> _Extract provided_:
= Beginning of Section =

We finally come at long last to the concluding section of our excursus on creation and evolution. As we finish out our series, what lessons have we learned from our study?
1. First and foremost, I think we’ve seen that there are a plethora of different interpretations of Genesis chapter one with respect to the origin and evolution of life. It is wrong for Christians to box other Christians into their view, and to denounce them as heretics if they disagree. The undeniable fact is that there are good Bible-believing Christians who hold to a wide diversity of views. I hope that I’ve convinced you that a literal interpretation of Genesis is not at all incumbent upon the Bible-believing Christian. There is abundant evidence in the text itself that the author did not intend for us to take it literally, and a careful analysis of the literary genre to which Genesis 1 - 11 belongs, supports the view that it is not the type of literature that is to be read literally.
2. Second, if that is the case, then that means that Bible- believing Christians are free to follow the scientific evidence concerning the origin and evolution of life wherever it leads. There is nothing to be afraid of. There is no reason to discourage our children from thinking honestly about these matters.
3. Third, it is clear that contemporary science is nowhere near understanding the origin of life on this planet. Not only do we have no idea how the macromolecules essential to life could have formed, but it is incomprehensible how such chemicals organized into a living cell. If we want to advocate a creationist position on the origin of life, there is no obstacle.

= End of Section =

> _Source data_:
= Beginning of Section =

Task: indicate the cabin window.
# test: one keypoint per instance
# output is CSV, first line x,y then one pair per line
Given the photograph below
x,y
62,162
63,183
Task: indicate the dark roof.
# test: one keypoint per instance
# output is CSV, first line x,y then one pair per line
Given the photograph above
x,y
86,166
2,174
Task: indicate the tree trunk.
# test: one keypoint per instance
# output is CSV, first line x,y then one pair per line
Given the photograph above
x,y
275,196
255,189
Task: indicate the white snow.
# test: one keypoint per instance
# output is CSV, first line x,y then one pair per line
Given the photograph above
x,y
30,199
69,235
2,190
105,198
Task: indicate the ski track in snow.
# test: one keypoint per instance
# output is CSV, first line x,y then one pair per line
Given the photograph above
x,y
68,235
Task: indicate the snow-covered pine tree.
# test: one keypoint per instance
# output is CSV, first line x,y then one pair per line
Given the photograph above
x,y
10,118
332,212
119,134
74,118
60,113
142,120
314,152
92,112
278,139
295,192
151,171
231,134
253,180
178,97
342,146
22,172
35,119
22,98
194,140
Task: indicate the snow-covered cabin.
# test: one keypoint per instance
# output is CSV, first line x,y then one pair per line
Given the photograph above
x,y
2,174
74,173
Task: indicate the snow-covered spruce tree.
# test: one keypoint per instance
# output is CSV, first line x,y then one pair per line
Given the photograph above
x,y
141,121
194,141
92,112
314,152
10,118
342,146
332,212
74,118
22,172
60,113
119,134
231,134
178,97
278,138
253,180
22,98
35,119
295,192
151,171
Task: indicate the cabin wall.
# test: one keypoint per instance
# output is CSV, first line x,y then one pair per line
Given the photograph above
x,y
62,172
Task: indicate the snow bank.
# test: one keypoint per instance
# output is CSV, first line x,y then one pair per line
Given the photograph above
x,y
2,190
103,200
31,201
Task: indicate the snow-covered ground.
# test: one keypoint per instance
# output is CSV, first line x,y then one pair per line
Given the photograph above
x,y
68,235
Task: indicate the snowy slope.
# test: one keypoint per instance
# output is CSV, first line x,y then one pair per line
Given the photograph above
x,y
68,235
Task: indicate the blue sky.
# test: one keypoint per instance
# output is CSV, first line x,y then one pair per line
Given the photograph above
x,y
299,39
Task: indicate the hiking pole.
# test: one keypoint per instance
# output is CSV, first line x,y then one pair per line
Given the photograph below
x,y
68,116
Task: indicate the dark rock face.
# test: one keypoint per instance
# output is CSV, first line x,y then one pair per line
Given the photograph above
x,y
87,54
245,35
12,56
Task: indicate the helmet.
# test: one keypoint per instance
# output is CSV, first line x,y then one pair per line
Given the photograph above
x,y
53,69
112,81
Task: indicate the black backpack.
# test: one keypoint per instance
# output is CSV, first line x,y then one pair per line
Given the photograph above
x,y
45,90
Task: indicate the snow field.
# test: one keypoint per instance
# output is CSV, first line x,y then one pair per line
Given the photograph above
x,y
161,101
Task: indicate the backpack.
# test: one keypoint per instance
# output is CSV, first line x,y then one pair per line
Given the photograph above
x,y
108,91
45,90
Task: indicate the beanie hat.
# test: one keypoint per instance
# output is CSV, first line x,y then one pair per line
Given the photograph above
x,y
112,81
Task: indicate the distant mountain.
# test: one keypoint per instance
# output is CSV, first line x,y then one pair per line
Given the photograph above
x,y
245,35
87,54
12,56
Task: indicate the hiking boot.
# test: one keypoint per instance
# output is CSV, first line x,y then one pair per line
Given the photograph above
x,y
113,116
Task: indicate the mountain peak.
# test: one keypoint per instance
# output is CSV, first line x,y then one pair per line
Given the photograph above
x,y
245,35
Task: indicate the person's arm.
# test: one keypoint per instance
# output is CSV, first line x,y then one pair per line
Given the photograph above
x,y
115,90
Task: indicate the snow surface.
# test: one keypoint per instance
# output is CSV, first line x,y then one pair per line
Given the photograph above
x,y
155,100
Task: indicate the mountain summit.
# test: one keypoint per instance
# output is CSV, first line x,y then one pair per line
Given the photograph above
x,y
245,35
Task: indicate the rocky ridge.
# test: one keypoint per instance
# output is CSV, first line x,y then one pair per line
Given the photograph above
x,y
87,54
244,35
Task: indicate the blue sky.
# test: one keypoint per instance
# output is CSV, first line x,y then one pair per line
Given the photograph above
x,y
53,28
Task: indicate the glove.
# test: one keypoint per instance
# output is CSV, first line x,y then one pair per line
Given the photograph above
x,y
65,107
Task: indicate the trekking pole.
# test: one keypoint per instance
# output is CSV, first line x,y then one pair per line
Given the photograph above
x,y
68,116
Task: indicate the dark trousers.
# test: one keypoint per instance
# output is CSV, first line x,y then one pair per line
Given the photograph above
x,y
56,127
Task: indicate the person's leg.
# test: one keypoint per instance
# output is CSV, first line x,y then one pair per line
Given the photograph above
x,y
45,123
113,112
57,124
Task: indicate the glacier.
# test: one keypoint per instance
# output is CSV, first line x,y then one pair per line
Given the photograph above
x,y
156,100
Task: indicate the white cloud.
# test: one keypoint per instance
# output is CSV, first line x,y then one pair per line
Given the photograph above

= End of Section =

> _Questions on the material_:
[1] List each numbered lesson in the concluding section on creation and evolution, summarizing each in one short phrase.
[2] According to the concluding section on creation and evolution, what view does a careful analysis of the literary genre of Genesis 1 - 11 support?
[3] Write the next part of the concluding section on creation and evolution, picking up after its final sentence.

> _Responses for each task_:
[1]
1. Christians hold many different interpretations of Genesis 1, and a literal reading is not required.
2. Bible-believing Christians are free to follow the scientific evidence on the origin and evolution of life.
3. Contemporary science is nowhere near understanding the origin of life on this planet.

[2] It supports the view that Genesis 1 - 11 is not the type of literature that is to be read literally.

[3]
4. Fourth, we’ve seen that there is good evidence for the thesis of common ancestry, the thesis that all living organisms are genealogically related. But the mechanisms of evolutionary change remain a matter of uncertainty and controversy. It seems to me that some sort of progressive creationism fits the evidence nicely. Progressive creationism suggests that God intervenes periodically to miraculously bring about new forms of life and then allows natural mechanisms of evolutionary change to take place with respect to those life forms. Progressive creationism differs from theistic evolution in the degree of confidence that is placed in the explanatory mechanisms of evolutionary biology. Theistic evolutionists repose great confidence in the adequacy of those mechanisms to produce evolutionary change. Progressive creationists are more skeptical. The progressive creationist does not necessarily envision creation of organisms ex nihilo. Perhaps God miraculously causes, for example, certain chemical combinations or mutations to occur at key junctures that would not in all probability occur by purely natural means. We noticed that when God creates in the Genesis narrative he uses nature. For example, he says, Let the earth bring forth vegetation and fruit trees. Let the earth bring forth terrestrial animals. He creates man out of the dust of the earth, not ex nihilo. He uses means. So it may well be that God uses pre-existing chemicals and lifeforms as the stuff on which he acts miraculously. Such a view would explain the presence of a similar genetic code among living organisms and the genetic traces which are indicative of common ancestry. But it would also explain why we don't find many transitional forms in the fossil record. Because of progressive creationist interventions, grand evolutionary change might not leave many fossil traces of transitional forms. Rather you would find discontinuity along with genetic similarity.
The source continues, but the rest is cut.